§ Task goal
Update the rows starting at the line containing "Teacher note: have the class pick out the orange" and ending at the line containing "(1052, 586)" by writing them out again with "silver bracelet" replaced by "metal bangle". Leave everything else unchanged.

(Pointing dataset rows)
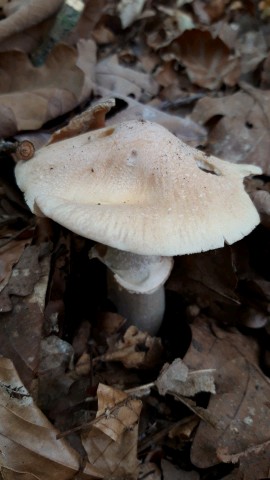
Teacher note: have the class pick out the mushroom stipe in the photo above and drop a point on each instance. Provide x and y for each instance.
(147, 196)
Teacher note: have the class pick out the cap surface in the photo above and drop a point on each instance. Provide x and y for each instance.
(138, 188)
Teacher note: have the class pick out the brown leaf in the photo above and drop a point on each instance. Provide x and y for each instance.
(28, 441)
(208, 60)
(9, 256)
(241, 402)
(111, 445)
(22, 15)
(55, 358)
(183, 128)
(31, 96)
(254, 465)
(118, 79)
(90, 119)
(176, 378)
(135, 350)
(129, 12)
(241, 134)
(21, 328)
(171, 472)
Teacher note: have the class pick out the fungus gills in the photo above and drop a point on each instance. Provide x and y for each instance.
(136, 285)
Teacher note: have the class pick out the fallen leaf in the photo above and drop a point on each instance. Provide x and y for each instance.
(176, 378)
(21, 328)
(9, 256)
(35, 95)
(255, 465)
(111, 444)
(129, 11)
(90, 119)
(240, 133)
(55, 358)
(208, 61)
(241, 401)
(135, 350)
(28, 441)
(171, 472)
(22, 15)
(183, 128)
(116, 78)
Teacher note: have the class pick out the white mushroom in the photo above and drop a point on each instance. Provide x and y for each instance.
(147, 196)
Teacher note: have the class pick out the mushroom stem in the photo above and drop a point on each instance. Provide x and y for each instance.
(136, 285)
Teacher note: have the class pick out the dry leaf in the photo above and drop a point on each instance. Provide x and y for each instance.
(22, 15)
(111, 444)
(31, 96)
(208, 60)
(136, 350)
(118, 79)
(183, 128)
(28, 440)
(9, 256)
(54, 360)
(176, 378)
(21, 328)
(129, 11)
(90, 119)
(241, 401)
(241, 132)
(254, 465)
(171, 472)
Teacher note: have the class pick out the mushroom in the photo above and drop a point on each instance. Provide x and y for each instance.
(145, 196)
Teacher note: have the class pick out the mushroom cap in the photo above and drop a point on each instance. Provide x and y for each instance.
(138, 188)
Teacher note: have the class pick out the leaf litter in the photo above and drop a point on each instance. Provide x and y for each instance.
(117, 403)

---

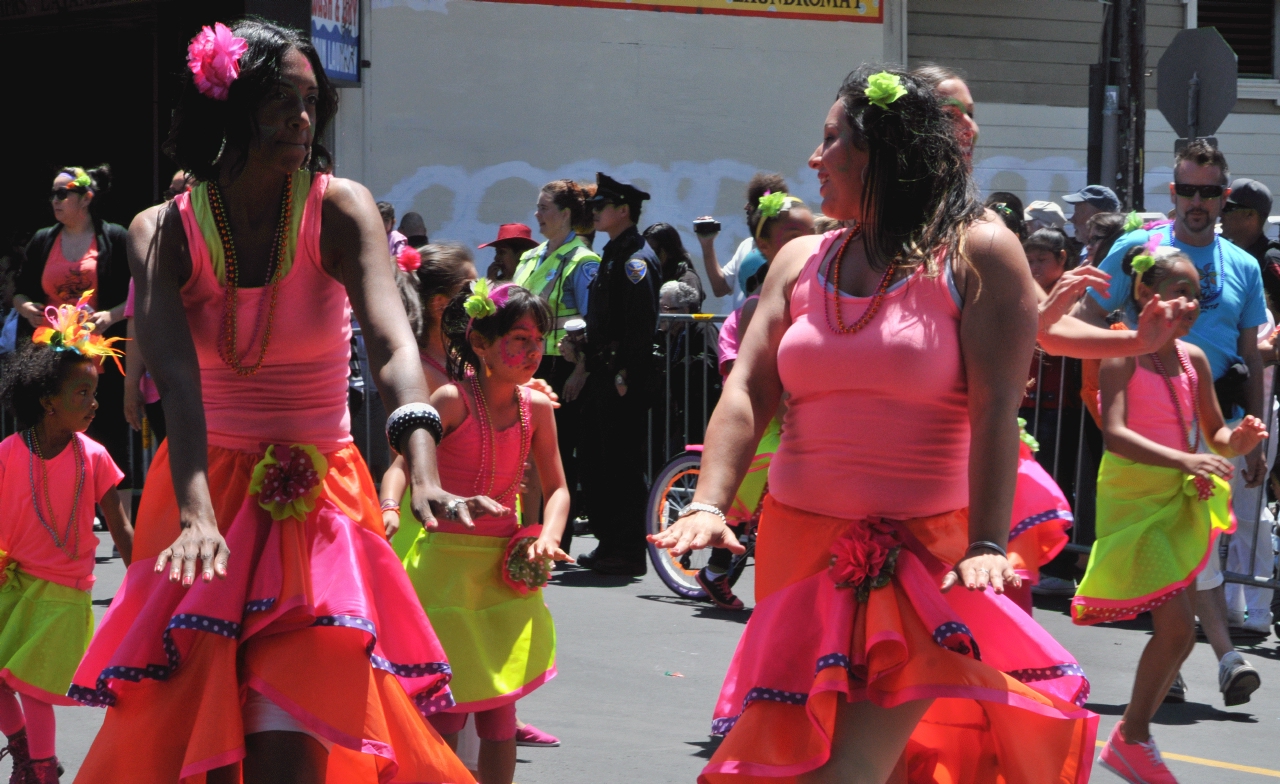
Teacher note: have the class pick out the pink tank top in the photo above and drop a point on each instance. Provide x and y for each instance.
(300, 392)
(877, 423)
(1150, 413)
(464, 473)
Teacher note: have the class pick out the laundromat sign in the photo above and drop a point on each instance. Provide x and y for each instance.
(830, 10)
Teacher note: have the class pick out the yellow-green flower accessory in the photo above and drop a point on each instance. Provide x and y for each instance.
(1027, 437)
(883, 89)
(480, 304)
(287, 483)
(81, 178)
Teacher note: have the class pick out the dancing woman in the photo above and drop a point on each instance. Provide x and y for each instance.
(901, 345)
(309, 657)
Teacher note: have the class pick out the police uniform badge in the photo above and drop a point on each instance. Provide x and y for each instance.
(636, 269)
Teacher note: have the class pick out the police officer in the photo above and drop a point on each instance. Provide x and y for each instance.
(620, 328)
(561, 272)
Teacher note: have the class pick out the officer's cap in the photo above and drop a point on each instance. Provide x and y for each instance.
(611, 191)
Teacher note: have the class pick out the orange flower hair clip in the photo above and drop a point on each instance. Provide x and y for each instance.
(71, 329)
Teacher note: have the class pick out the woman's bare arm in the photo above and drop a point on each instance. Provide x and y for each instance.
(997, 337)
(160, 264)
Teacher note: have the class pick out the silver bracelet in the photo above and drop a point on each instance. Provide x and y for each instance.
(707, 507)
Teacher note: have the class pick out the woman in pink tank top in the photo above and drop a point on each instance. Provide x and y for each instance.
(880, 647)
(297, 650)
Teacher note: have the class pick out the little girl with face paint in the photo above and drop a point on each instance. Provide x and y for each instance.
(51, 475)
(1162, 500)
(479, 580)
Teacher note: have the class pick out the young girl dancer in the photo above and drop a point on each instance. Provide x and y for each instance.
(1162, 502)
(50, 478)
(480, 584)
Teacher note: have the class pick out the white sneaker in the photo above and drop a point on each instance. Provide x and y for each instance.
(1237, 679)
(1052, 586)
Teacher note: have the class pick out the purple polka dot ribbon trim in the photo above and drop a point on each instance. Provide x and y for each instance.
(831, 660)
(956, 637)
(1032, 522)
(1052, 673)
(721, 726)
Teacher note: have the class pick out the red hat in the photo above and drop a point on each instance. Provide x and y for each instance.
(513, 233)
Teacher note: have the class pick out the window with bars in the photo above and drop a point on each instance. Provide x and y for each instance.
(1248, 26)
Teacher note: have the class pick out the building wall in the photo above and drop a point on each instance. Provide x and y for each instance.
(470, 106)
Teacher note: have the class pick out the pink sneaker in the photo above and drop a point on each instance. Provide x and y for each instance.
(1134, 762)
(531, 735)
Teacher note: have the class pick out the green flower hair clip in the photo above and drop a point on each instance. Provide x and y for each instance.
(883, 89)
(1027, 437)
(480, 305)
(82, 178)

§ Solution for this exercise
Teacher note: have the class pick out the orange flower hair clip in the photo above and drop a point on each instance. Provide x and y for each instance.
(71, 329)
Teacher note: have the class pick out the woman's bare arm in the photo above and drop a point on each instance. Provide x and y for each instance.
(997, 337)
(160, 264)
Teacher note: have the class pick out the metal bangle in the photo above and drop a point on each instance. Provide x and y for each instance.
(707, 507)
Teacher note: have the class pick out the woman in pink tank top in the photo above and drop a point on each instance. Provide x and y for each instance.
(880, 647)
(297, 650)
Teacher note: have the class pick out the little girl with face paint in the photo above and drop a point on each instance. Provide x and y for each instance.
(51, 475)
(1162, 500)
(479, 580)
Teacher note: have the class pick out the young girl dancer in the photo above and drop a point on each instance. Provide x and y for each instance.
(1162, 502)
(50, 478)
(480, 584)
Teacher note: have the class pick out the white sneaker in the photo above and drop a point on each instance. Provide x and y for each instance.
(1237, 679)
(1052, 586)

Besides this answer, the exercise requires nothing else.